### WORK TO BE COMPLETED
In the pg_kazsearch thread, what programming language is the core of the Kazakh stemmer written in?

### TEXT PASSAGE
Re: pg_kazsearch: Full-text search extension for Kazakh language

From: Darkhan <darkhanahmetov2005(at)gmail(dot)com>
To: Adrien Nayrat <adrien(dot)nayrat(at)anayrat(dot)info>
Cc: pgsql-general(at)lists(dot)postgresql(dot)org
Subject: Re: pg_kazsearch: Full-text search extension for Kazakh language
Date: 2026-04-08 14:55:26
Message-ID: CAOW9cErZJAZQT+5icb8KpDdPPwxLv0q5TEKBV8pzv4pgPmwQQA@mail.gmail.com
Views: Whole Thread | Raw Message | Download mbox | Resend email
Thread:
Lists: pgsql-general

Thanks for the suggestion!

I did look into Snowball early on. There is actually a Turkish stemmer in
Snowball already and Turkish is structurally very similar to Kazakh (both
agglutinative Turkic languages). But honestly the Turkish one is pretty
lobotomized, it only handles nominal suffixes and doesn’t account for verb
morphology at all. The author even mentions this in the comments. So it
kind of works for basic noun cases but falls apart on real text.

The reason I went with a standalone extension is that Kazakh has suffix
chains where vowel harmony interacts with each layer and you need
context-aware decisions, not just stripping patterns from the end of the
word. My stemmer uses a penalty-scored BFS over possible suffix
decompositions instead of the linear step-by-step stripping that Snowball
does. With 5-6 suffixes stacked on one word you really need to evaluate
multiple decomposition paths to find the best one.

That said contributing a simplified Kazakh stemmer to Snowball is something
I’d like to explore longer term. Even a basic version would be better than
nothing which is what exists today. Would need to figure out how much of
the BFS logic can fit into the Snowball language or if a simpler approach
gets close enough.

Appreciate the pointer!

Darkhan

On Wed, 8 Apr 2026 at 19:42 Adrien Nayrat <adrien(dot)nayrat(at)anayrat(dot)info>
wrote:

> On 4/5/26 3:32 PM, Darkhan wrote:
> > Hi all,
> >
> > I built pg_kazsearch, a PostgreSQL extension that adds full-text search
> > support for Kazakh. Currently there's no Kazakh dictionary, stemmer, or
> > stop word list available in PostgreSQL, so anyone searching Kazakh text
> is
> > stuck with trigram matching or application-level workarounds.
> >
> > Kazakh is agglutinative — a single word can carry 5-6 suffixes, which
> makes
> > standard search approaches miss most relevant results. pg_kazsearch
> > provides a custom Kazakh stemmer (core written in Rust), a stop word
> list,
> > and a text search dictionary that plugs into the standard PostgreSQL FTS
> > infrastructure — GIN indexes, ts_rank, phrase search all work out of the
> > box.

(Entries pointing to named objects)

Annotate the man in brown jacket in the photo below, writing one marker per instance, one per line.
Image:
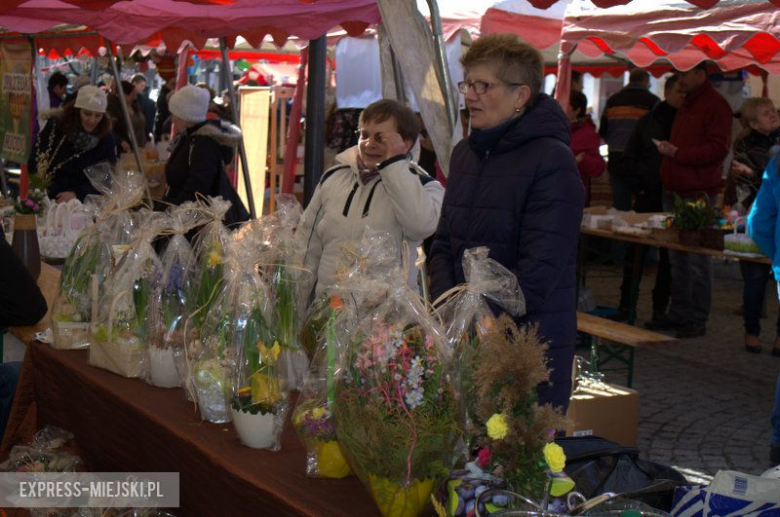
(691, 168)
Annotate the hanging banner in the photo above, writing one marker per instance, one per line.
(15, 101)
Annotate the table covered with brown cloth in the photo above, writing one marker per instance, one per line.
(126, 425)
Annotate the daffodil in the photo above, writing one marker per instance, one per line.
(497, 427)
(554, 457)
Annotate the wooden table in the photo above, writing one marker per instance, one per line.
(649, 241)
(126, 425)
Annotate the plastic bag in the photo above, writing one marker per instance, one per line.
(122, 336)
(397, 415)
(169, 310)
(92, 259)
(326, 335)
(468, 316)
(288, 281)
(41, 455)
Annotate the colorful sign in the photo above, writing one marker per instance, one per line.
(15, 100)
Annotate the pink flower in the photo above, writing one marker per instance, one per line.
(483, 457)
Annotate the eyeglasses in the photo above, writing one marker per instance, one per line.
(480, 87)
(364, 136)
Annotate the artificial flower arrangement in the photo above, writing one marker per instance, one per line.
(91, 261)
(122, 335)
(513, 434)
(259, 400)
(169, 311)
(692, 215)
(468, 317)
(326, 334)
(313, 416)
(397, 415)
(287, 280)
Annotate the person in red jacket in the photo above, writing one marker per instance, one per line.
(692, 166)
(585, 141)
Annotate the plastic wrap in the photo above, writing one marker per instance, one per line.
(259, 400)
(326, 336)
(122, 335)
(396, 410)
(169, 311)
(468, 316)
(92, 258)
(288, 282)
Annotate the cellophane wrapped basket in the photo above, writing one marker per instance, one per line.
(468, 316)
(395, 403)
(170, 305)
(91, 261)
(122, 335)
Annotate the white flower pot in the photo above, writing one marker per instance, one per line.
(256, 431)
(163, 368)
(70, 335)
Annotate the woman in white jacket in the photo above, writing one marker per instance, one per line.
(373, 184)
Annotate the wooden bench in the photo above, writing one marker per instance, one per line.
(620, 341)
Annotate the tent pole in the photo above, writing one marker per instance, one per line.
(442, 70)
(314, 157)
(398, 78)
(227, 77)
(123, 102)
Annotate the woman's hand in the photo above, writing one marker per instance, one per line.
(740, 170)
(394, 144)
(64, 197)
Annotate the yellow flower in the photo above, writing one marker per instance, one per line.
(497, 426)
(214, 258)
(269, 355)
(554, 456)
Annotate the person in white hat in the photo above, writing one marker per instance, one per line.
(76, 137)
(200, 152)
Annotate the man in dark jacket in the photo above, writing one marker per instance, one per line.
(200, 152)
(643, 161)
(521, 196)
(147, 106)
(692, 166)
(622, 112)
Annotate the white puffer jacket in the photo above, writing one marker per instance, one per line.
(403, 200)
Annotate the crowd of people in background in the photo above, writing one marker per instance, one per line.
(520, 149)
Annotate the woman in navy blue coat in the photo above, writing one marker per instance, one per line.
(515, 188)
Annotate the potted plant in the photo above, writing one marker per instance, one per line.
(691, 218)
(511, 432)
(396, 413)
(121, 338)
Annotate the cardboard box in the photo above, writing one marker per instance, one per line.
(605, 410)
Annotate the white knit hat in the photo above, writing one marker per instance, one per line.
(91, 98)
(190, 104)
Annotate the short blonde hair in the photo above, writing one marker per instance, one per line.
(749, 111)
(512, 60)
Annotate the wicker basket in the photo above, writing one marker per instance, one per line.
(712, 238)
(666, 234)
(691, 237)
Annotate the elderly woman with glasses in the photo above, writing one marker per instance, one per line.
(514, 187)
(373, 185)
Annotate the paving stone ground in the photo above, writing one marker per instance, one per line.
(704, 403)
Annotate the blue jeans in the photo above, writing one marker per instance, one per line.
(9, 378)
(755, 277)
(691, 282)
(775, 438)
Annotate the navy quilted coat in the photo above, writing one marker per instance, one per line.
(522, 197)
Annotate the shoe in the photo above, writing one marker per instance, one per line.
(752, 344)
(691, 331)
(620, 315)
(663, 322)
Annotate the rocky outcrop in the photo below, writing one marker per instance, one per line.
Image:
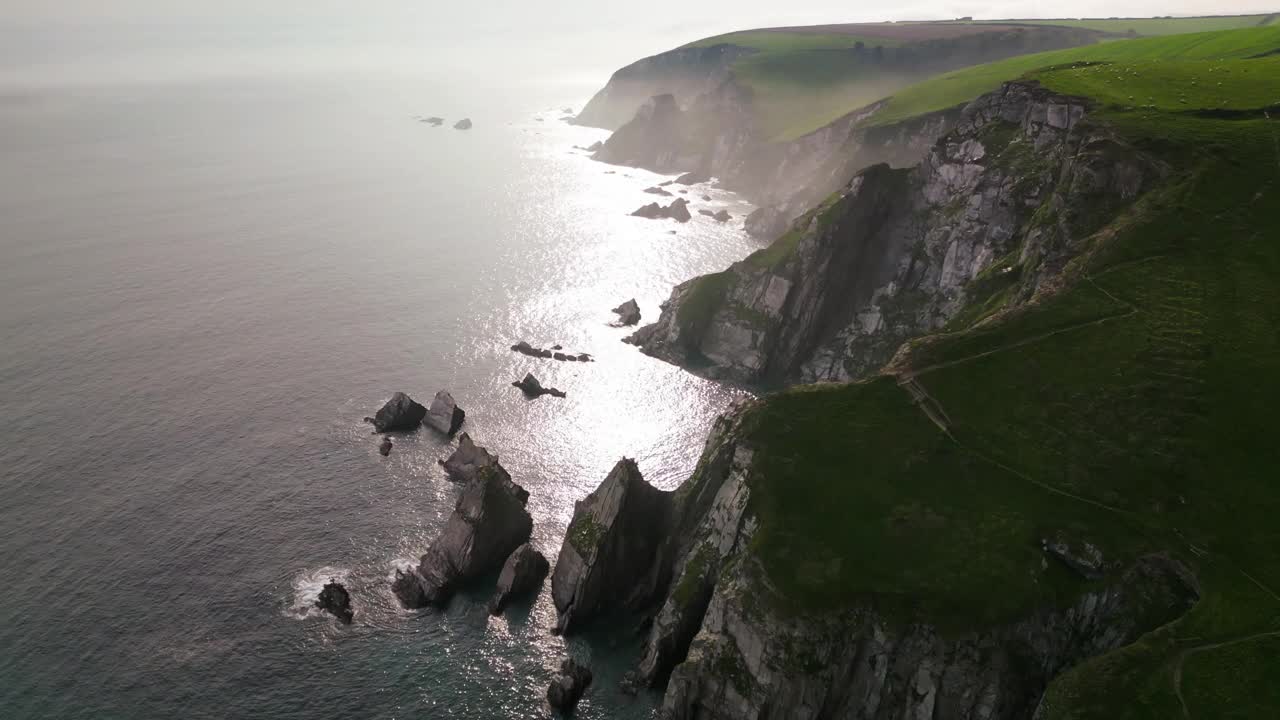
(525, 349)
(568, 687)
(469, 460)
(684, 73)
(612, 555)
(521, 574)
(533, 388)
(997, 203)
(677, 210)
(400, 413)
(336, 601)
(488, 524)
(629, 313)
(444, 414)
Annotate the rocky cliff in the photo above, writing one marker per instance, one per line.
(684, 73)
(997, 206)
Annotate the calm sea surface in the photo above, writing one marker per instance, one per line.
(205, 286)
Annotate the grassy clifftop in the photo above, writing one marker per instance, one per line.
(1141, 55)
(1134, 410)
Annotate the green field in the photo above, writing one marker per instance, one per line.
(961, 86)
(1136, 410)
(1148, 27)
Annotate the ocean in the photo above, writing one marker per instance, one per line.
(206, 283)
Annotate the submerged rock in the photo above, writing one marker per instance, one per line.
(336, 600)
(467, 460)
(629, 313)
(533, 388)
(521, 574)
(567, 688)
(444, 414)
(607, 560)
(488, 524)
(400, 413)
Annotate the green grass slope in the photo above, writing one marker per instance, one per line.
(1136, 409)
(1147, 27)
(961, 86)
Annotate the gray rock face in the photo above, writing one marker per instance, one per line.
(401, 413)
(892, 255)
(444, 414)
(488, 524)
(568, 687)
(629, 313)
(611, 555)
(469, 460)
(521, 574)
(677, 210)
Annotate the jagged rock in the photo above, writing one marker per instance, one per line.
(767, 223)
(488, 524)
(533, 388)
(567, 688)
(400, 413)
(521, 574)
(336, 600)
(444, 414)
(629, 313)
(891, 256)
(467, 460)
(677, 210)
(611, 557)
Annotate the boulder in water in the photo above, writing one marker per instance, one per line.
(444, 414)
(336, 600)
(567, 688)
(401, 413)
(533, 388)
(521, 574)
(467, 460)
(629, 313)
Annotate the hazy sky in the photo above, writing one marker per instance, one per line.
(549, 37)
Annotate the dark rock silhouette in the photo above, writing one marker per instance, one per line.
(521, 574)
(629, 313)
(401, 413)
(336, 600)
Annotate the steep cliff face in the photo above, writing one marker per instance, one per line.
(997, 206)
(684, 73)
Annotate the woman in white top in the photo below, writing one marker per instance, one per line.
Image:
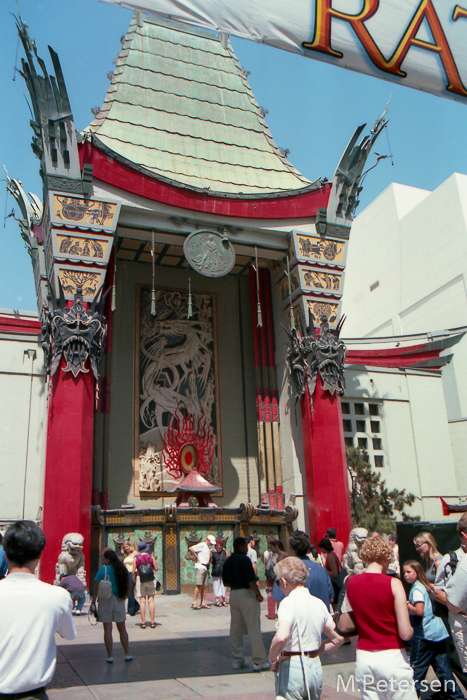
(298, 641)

### EXERCISE RESULT
Rust.